REQUIREMENTS
Copy every entry word for word, but skip the pictures.

ENTRIES SHOWN

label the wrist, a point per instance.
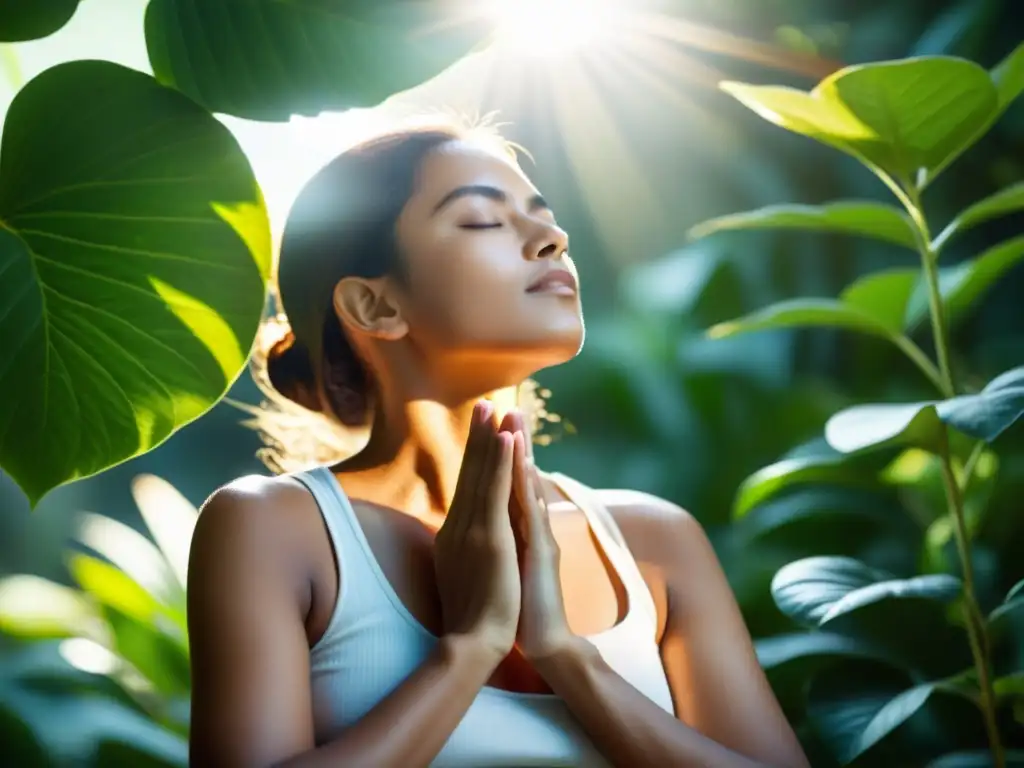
(470, 652)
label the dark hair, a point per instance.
(342, 224)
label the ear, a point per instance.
(369, 305)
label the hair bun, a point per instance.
(289, 367)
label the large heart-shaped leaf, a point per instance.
(266, 59)
(905, 119)
(984, 416)
(134, 248)
(1009, 77)
(977, 759)
(1001, 203)
(31, 19)
(848, 217)
(963, 285)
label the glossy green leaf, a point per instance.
(783, 649)
(770, 480)
(135, 249)
(984, 416)
(883, 295)
(854, 723)
(35, 607)
(31, 19)
(848, 217)
(1010, 200)
(905, 119)
(266, 59)
(807, 589)
(962, 286)
(803, 312)
(1009, 77)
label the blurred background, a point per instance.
(630, 157)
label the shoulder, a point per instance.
(656, 529)
(254, 524)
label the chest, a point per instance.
(594, 595)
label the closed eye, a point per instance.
(494, 225)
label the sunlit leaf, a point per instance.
(788, 472)
(171, 519)
(905, 119)
(782, 649)
(856, 721)
(132, 553)
(883, 295)
(1001, 203)
(31, 19)
(962, 286)
(848, 217)
(985, 416)
(34, 607)
(1009, 77)
(135, 248)
(266, 59)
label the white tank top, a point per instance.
(373, 643)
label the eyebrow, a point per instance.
(492, 193)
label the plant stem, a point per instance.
(977, 635)
(976, 630)
(937, 310)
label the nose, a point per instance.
(547, 242)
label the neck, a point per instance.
(415, 452)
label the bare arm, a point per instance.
(727, 714)
(248, 596)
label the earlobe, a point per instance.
(369, 305)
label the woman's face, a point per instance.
(488, 274)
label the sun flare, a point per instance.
(553, 28)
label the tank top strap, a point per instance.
(358, 592)
(611, 540)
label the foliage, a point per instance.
(112, 655)
(901, 670)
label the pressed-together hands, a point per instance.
(495, 557)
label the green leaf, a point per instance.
(905, 120)
(807, 589)
(34, 607)
(776, 477)
(31, 19)
(1001, 203)
(963, 285)
(135, 249)
(817, 591)
(266, 59)
(1009, 77)
(783, 649)
(848, 217)
(883, 296)
(984, 416)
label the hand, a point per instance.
(544, 630)
(474, 551)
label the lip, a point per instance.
(559, 281)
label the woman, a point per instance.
(434, 599)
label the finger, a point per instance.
(501, 483)
(473, 465)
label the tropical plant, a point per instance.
(100, 672)
(899, 666)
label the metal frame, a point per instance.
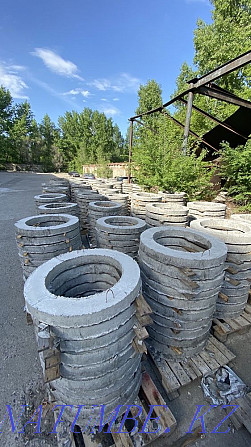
(204, 86)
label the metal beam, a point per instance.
(216, 120)
(223, 95)
(224, 69)
(147, 127)
(188, 120)
(190, 131)
(159, 109)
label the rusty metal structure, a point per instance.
(238, 125)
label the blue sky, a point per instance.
(66, 55)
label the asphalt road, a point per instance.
(21, 380)
(20, 374)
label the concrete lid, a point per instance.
(30, 225)
(44, 197)
(230, 231)
(57, 205)
(206, 206)
(120, 224)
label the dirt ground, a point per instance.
(21, 379)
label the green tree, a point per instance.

EXERCISE OUTPUT
label the wrist, a point per instance.
(470, 652)
label the dark hair, a point per instance.
(342, 224)
label the ear, a point per instance.
(369, 305)
label the hair bun, a point per instance.
(289, 367)
label the large heart-shaped leaf, a point per instance.
(266, 59)
(905, 119)
(984, 416)
(134, 248)
(1009, 77)
(977, 759)
(1001, 203)
(31, 19)
(848, 217)
(963, 285)
label the glossy green leaf, a point per instance.
(783, 649)
(770, 480)
(135, 249)
(984, 416)
(883, 295)
(854, 723)
(35, 607)
(31, 19)
(848, 217)
(1010, 200)
(905, 119)
(266, 59)
(807, 589)
(962, 286)
(803, 312)
(1009, 77)
label the blurred background, a point per instance.
(630, 157)
label the shoulder, a point per instance.
(656, 529)
(254, 524)
label the chest, a point per instance.
(594, 595)
label the closed eye, a point per instance.
(494, 225)
label the sunlit leaf, a point per instance.
(788, 472)
(171, 519)
(905, 119)
(782, 649)
(856, 721)
(132, 553)
(883, 295)
(1001, 203)
(31, 19)
(962, 286)
(848, 217)
(985, 416)
(34, 607)
(1009, 77)
(135, 248)
(266, 59)
label the white tank top, a point per instance.
(373, 643)
label the eyebrow, a point per instance.
(492, 193)
label the plant stem, a point per instance.
(977, 635)
(976, 630)
(937, 310)
label the nose, a point per instance.
(547, 242)
label the neck, a point per instance.
(415, 452)
label the bare arm, a point per instance.
(727, 714)
(248, 596)
label the earlobe, a point per instance.
(369, 305)
label the woman's face, a point per instance.
(488, 274)
label the sun flare, a point per instance.
(553, 28)
label the tank top strap, a point per instance.
(358, 592)
(611, 540)
label the foliage, a point per instance.
(112, 655)
(901, 670)
label the pressed-together hands, a point per instance.
(495, 557)
label the green leaf, a point per instance.
(905, 120)
(807, 589)
(34, 607)
(776, 477)
(31, 19)
(1001, 203)
(963, 285)
(135, 249)
(817, 591)
(266, 59)
(1009, 77)
(783, 649)
(848, 217)
(883, 296)
(984, 416)
label the hand, a point per instance.
(544, 630)
(474, 551)
label the lip, a point per instance.
(559, 281)
label the woman, a point per instance.
(434, 599)
label the finger, a point per instance.
(501, 483)
(473, 465)
label the tropical plant, a point per instance.
(100, 672)
(899, 666)
label the metal frame, a point per instance.
(204, 86)
label the metal beam, a point per instance.
(216, 120)
(223, 95)
(224, 69)
(147, 127)
(188, 120)
(190, 131)
(159, 109)
label the rusty metal structure, a point per instance.
(238, 125)
label the blue sky, a point per instance.
(66, 55)
label the asphalt road, a point per instance.
(21, 380)
(20, 374)
label the concrete lid, a point per instance.
(30, 225)
(44, 197)
(230, 231)
(57, 205)
(206, 206)
(120, 224)
label the dirt ground, a point per instance.
(21, 379)
label the green tree, a point per instance.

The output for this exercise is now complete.